--- Estratto della pagina ---
Sono due le richieste di merito che Ue e Usa rivolgono a Kosovo e Serbia: Pristina sospenda i dazi imposti alla Serbia e Belgrado interrompa la sua campagna di de-riconoscimento contro il Kosovo. In questo modo Germania, Francia, Italia, Gran Bretagna e Stati Uniti lavorano da un lato per la pax balcanica e dall’altro puntano a sterilizzare la sacca delle destabilizzazioni esterne in ottica Nato. Nel mezzo le frizioni al confine e la disputa giudiziaria sul caso Morina.

APPELLO

Il puzzle balcanico scomposto e non risolto tra Kosovo e Serbia si risolve iniziando ad andare oltre lo status quo. Ne sono convinti i cinque player che hanno deciso di rivolgere un appello ai due paesi. In primis l’assenza di progressi a causa della faida sulla tratta Pristina-Belgrado ostacola la strategia di allargamento dell’Ue che al momento “non è sostenibile”, come recita la dichiarazione congiunta.

Ma se da un lato però i due governi a parole hanno dichiarato di essere pronti a partecipare ai colloqui, nei fatti permangono ostacoli come la mancata volontà di scendere a compromessi, la rimozione degli ostacoli e come la lontana ripresa delle discussioni.

UE O USA?

Il delta da dove far sfociare in mare questo complesso fiume carsico, secondo i cinque sottoscrittori dell’appello, parte da una strategia di ampio respiro che coinvolga l’intera geopolitica sul costone balcanico. Ma c’è anche chi chiede un passo indietro dell’Ue e due in avanti all’amministrazione Trump, come il Dean B. Pineles ex giudice internazionale presso EULEX dal 2011-13 che invoca apertamente una regia a stelle e strisce.

Sarà interessante a questo punto capire la posizione del neo capo della diplomazia europea, lo spagnolo Josep Borrell, che su alcune questioni di politica estera, come il conflitto israelo-palestinese, ha già avuto modo di chiarire il proprio pensiero. Il successore di Federica Mogherini infatti ha visto convergere sulla propria nomina il favore dei paesi dell’Ue che riconoscono unilateralmente uno stato palestinese (e l’agenzia di stampa spagnola Eeu ha riportato che nello scorso settembre lo stesso Borrell stava lavorando per convincere Madrid a riconoscere la “Palestina” come stato).
--- Dati forniti ---
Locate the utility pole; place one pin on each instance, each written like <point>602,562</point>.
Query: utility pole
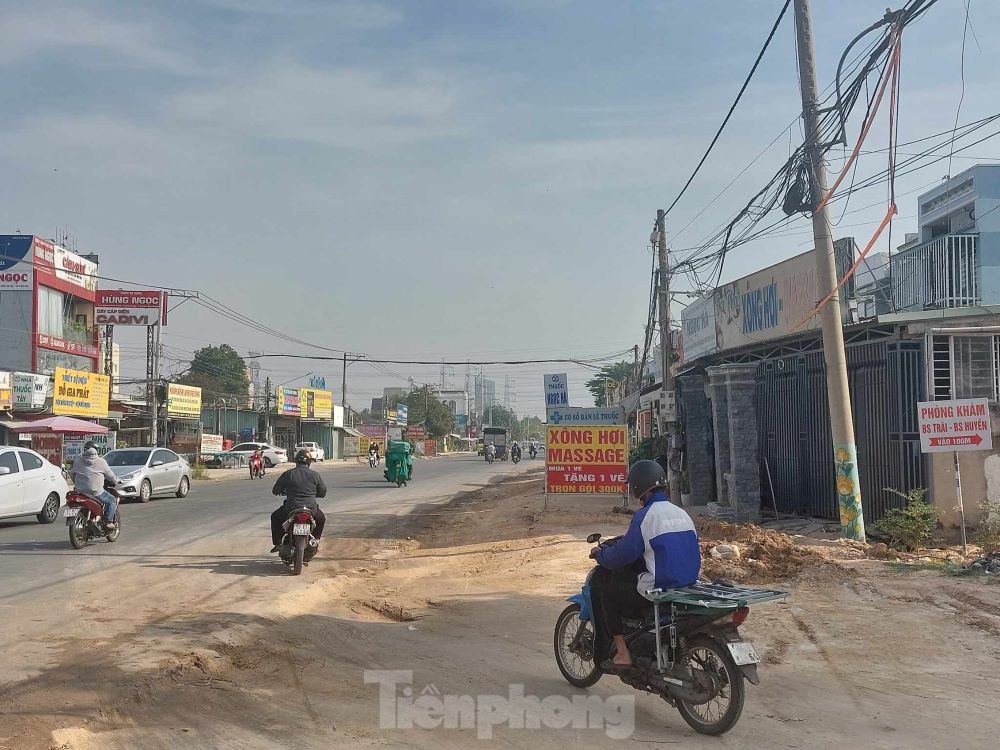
---
Attività richieste ▸
1 > Traduci in inglese questa frase dell'articolo su Kosovo e Serbia: "Ne sono convinti i cinque player che hanno deciso di rivolgere un appello ai due paesi."
2 > Riproduci senza modifiche il brano dell'articolo su Kosovo e Serbia che comincia con le parole "Il puzzle balcanico" e termina dopo "la dichiarazione congiunta.".
3 > Prosegui l'articolo su Kosovo e Serbia a partire dal punto in cui termina il testo.
Per svolgere le attività non occorre consultare i dati.

Esiti delle attività ▸
1 > The five players who decided to address an appeal to the two countries are convinced of this.

2 >
Il puzzle balcanico scomposto e non risolto tra Kosovo e Serbia si risolve iniziando ad andare oltre lo status quo. Ne sono convinti i cinque player che hanno deciso di rivolgere un appello ai due paesi. In primis l’assenza di progressi a causa della faida sulla tratta Pristina-Belgrado ostacola la strategia di allargamento dell’Ue che al momento “non è sostenibile”, come recita la dichiarazione congiunta.

3 >
NON SI ENTRA

Intanto le tensioni tra i due paesi non cessano. Pochi giorni fa le autorità kosovare hanno respinto al confine l’ingresso di cittadini con passaporto serbo, giustificandosi col fatto che il passaggio di cittadini tra Kosovo e Serbia si può effettuare solo con carte d’identità in base all’accordo Pristina-Belgrado raggiunto a Bruxelles nel 2011 sulla libera circolazione dei cittadini.

Per cui il passaporto non è riconosciuto come documento di viaggio tra i due paesi in base all’accordo di Bruxelles, come sottolineato anche dal ministro degli interni del Kosovo, Ekrem Mustafa. La nuova misura di frontiera interesserà i cittadini della Serbia centrale che viaggiano attraverso il Kosovo in Albania e Montenegro.

TENSIONI

Sul punto si registra la replica del primo ministro serbo Ana Brnabic secondo cui non consentire ai cittadini serbi di entrare in Kosovo con passaporti serbi è stato il miglior indicatore del fatto che il Kosovo “è uno stato quasi con una situazione politica caotica”. Pristina è solo alla ricerca di modi “per molestare i cittadini senza motivo, prendendo provvedimenti antieuropei”, ha aggiunto il direttore dell’Ufficio serbo per il Kosovo Marko Djuric. Intanto un assist diplomatico al Kosovo giunge dalla neonata Macedonia del nord che ha scarcerato l’ex combattente Tomor Morina, tornato così a Pristina per volere della Corte suprema della Macedonia del Nord. Al contempo i giudici hanno deciso che non c’erano motivi legali per la sua estradizione in Serbia. Plaude alla decisione il Ministro degli Esteri del Kosovo, Behgjet Pacolli, dicendosi grato alle autorità nordmacedoni “per la decisione di principio su questo tema e per la collaborazione”.

CRIMINI DI GUERRA?

Come raccontato ai giornalisti dal legale di Morina, Naser Raufi, il suo cliente aveva utilizzato il passaporto del Kosovo per attraversare il confine, poiché il suo passaporto britannico era ancora detenuto dalle autorità della Macedonia settentrionale.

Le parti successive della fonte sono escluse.